### READING TEXT

★ ★ ★ ★ ★ ★ ★

I came across an interesting problem this afternoon, though, and wanted to see if anyone else has encountered it. Like any other Markov model, it's a directed graph whose nodes represent the actual states of the system. The edges represent state transitions, each with a probability indicating the likelihood of traversing that edge to arrive at a new target node. The sum of the probabilities for all outbound links from any node should always equal 1.0. Here's the tricky part... I'd like to analyze the whole model (all possible nodes and all possible transitions) and produce another set of probabilities, indicating the probability of the state machine being in ANY STATE at any given point. In this case, the aggregate of all probabilities in the WHOLE model should equal 1.0. My first instinct was to just run a Monte Carlo simulation for a few million iterations, and then estimate the probabilities from the empirical observations. This methodology won't produce exact results, but if I run a simulation with enough iterations, it'll be accurate enough for all practical purposes. Of course, such a simulation would be expensive to calculate, so if possible, I'd rather derive the exact result. But I don't know how to do it. Here's a really simple case, for the sake of illustration: A --> A (0.10) A --> B (0.85) A --> C (0.05) B --> A (0.80) B --> B (0.15) B --> C (0.05) C --> A (0.01) C --> B (0.01) C --> C (0.98) My intuition tells me that the aggregate probability for each item is the sum of all the inbound probabilities for the item, divided by the sum of all probabilities in the whole graph. So... P(A) = (0.10 + 0.80 + 0.01) / 3.0 = 0.3033 P(B) = (0.85 + 0.15 + 0.01) / 3.0 = 0.3367 P(C) = (0.05 + 0.05 + 0.98) / 3.0 = 0.3600 According to these numbers, you'd think that node C would only be slightly more common than either A or B. But looking back at the rules above, I can see that node C is MUCH easier to enter than to exit, so I'd expect the results to be much more skewed than the simple sum would imply. Sure enough, when I run a Monte Carlo simulation (with ten million iterations), I get this set of probabilities: P(A) = 0.1380099 P(B) = 0.1463159 P(C) = 0.7156742 Obviously, my simple intuitive approach fails to account for the actual hierarchy of conditional probabilities that control navigating through the model. Does anyone know how to actually calculate these probabilities, short of running the simulation?

★ ★ ★ ★ ★ ★ ★

### DATA SECTION
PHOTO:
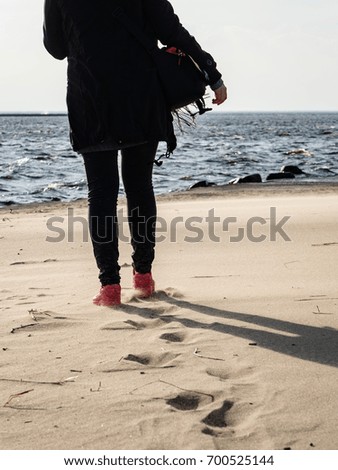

★ ★ ★ ★ ★ ★ ★

Pick up the Markov model post after its final sentence and keep writing it in the same voice.

### THE RESPONSE
Hmmmmm...
The problem with my simple case above is that I just added the transition probabilities, as though all of them should have equal weight. But each transition probability should first be multiplied by the probability of being at the source node. So, the probability calculations should actually be written like this: P(A) = ( ( ( P(A) * 0.10 ) + ( P(B) * 0.80 ) + ( P(C) * 0.01 ) ) / ( P(A) + P(B) + P(C) ) P(B) = ( ( ( P(A) * 0.85 ) + ( P(B) * 0.15 ) + ( P(C) * 0.01 ) ) / ( P(A) + P(B) + P(C) ) P(C) = ( ( ( P(A) * 0.01 ) + ( P(B) * 0.01 ) + ( P(C) * 0.98 ) ) / ( P(A) + P(B) + P(C) ) It's a big, messy set of mutually-recursive functions. I wonder if there's any way of eliminating the recursion. But converting the recursion into iteration, it doesn't seem like it'll be much more accurate (or less computationally intensive) than the Monte Carlo method. Hmmmmmmmmm...
Markov models are also called "Markov chains" because the Markov process has to do with an entire chain of events. You need to make a list of all possible traversals through the network (or all possible traversals from the start states to all reachable nodes) and sum the probabilities of each chain to get the probability of being in each node. It sounds like a lot of work because it is. That Monte Carlo simulation is probably sounding better and better.
Good news: I know how to do it.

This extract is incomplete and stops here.